-- WORK TO COMPLETE --
Find every line in the material below that contains the word "chair" and copy each one. Matches must have the same letter case.

[Data pulled from a collection]
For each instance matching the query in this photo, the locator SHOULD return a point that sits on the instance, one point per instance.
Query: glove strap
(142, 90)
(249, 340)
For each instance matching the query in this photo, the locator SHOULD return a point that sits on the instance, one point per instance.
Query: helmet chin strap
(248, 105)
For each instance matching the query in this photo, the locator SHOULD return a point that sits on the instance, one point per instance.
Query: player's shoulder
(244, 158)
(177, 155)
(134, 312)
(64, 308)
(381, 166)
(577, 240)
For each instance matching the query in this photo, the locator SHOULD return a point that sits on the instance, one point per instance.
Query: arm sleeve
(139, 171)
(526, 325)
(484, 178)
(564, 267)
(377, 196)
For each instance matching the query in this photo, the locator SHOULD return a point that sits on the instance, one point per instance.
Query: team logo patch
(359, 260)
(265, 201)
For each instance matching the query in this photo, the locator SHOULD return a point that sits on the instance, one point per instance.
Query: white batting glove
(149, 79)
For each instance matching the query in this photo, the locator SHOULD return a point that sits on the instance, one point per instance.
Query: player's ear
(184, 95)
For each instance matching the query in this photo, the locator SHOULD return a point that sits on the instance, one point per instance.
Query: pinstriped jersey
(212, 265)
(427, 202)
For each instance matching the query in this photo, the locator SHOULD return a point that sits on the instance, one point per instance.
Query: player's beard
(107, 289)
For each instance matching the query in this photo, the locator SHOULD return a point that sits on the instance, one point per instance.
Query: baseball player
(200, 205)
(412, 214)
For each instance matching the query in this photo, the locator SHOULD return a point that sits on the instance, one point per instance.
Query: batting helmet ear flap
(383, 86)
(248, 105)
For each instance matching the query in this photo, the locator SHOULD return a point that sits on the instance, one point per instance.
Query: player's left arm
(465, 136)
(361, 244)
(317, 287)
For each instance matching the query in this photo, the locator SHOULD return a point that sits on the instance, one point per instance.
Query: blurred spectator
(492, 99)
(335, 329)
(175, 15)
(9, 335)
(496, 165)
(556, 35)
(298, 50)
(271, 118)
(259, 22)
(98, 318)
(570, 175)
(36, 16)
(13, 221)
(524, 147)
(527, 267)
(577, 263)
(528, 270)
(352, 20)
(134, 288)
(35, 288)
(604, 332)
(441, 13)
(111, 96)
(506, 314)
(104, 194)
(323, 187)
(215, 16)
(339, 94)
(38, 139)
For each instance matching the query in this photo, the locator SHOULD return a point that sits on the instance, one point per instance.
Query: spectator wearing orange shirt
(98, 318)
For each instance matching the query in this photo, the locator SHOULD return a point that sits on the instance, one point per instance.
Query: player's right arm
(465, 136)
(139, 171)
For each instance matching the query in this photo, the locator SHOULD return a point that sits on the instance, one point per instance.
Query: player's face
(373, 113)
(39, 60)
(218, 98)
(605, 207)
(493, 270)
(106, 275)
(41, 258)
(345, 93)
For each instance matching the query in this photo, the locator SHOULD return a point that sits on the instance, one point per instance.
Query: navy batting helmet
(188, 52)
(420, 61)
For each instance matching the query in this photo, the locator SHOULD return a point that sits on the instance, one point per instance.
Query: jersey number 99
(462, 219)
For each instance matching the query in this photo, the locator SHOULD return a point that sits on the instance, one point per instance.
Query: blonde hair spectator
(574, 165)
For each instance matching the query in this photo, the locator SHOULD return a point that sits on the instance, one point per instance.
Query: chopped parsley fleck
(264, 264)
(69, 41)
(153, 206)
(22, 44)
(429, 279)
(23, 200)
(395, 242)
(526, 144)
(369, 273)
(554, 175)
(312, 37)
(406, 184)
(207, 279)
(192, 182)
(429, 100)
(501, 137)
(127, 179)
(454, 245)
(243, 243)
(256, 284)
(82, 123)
* * *
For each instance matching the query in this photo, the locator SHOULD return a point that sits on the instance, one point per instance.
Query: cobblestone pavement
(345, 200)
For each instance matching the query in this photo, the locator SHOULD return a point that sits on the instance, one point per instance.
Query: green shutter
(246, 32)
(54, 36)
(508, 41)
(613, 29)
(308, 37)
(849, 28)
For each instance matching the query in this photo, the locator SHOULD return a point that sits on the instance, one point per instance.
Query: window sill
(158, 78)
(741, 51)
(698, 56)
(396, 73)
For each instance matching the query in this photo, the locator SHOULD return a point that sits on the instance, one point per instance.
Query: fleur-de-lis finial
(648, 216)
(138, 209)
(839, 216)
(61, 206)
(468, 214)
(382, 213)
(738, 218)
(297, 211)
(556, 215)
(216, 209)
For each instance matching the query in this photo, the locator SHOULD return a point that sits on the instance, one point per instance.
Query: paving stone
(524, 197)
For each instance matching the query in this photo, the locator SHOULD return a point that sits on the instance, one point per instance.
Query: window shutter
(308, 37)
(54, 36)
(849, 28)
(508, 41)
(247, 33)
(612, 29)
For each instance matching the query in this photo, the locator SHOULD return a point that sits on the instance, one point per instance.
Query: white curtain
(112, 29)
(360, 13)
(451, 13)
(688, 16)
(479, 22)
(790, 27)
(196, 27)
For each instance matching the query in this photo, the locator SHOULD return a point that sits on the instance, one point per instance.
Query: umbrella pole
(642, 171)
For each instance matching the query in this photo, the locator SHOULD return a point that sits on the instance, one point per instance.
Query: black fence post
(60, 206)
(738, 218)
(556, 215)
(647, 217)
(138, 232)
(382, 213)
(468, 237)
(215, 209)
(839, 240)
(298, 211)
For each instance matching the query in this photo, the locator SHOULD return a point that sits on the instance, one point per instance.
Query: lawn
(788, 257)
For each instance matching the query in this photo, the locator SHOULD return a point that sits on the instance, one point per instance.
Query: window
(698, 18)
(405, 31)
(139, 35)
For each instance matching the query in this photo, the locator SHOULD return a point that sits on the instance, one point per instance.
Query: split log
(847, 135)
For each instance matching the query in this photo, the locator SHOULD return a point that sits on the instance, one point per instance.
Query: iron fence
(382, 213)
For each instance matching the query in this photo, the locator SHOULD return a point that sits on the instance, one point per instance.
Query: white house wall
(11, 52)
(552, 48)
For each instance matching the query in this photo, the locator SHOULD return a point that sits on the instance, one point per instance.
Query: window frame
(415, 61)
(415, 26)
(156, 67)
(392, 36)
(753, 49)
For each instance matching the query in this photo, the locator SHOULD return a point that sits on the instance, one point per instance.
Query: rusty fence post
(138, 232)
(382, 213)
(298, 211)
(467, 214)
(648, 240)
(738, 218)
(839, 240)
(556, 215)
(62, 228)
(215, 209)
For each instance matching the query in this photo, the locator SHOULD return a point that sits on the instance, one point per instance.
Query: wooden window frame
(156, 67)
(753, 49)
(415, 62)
---
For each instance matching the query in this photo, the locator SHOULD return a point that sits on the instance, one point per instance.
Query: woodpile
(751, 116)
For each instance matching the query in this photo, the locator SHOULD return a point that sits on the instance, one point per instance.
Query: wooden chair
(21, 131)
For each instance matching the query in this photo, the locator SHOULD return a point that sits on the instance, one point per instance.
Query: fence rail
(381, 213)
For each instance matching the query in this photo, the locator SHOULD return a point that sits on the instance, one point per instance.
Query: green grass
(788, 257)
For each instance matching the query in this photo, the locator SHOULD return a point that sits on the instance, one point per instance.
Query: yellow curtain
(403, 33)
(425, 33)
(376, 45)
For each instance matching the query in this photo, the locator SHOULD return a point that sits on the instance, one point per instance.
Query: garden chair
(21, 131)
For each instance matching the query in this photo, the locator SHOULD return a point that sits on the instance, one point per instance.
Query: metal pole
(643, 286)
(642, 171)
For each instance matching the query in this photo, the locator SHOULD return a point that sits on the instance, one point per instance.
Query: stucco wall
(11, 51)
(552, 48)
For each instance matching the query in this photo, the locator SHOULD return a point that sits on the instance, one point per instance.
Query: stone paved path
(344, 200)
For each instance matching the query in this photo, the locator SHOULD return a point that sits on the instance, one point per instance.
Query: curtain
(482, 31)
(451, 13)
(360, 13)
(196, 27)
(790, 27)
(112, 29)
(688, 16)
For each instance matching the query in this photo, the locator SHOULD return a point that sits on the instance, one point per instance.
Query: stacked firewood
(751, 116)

-- TASK RESPONSE --
Query: wooden chair
Query: garden chair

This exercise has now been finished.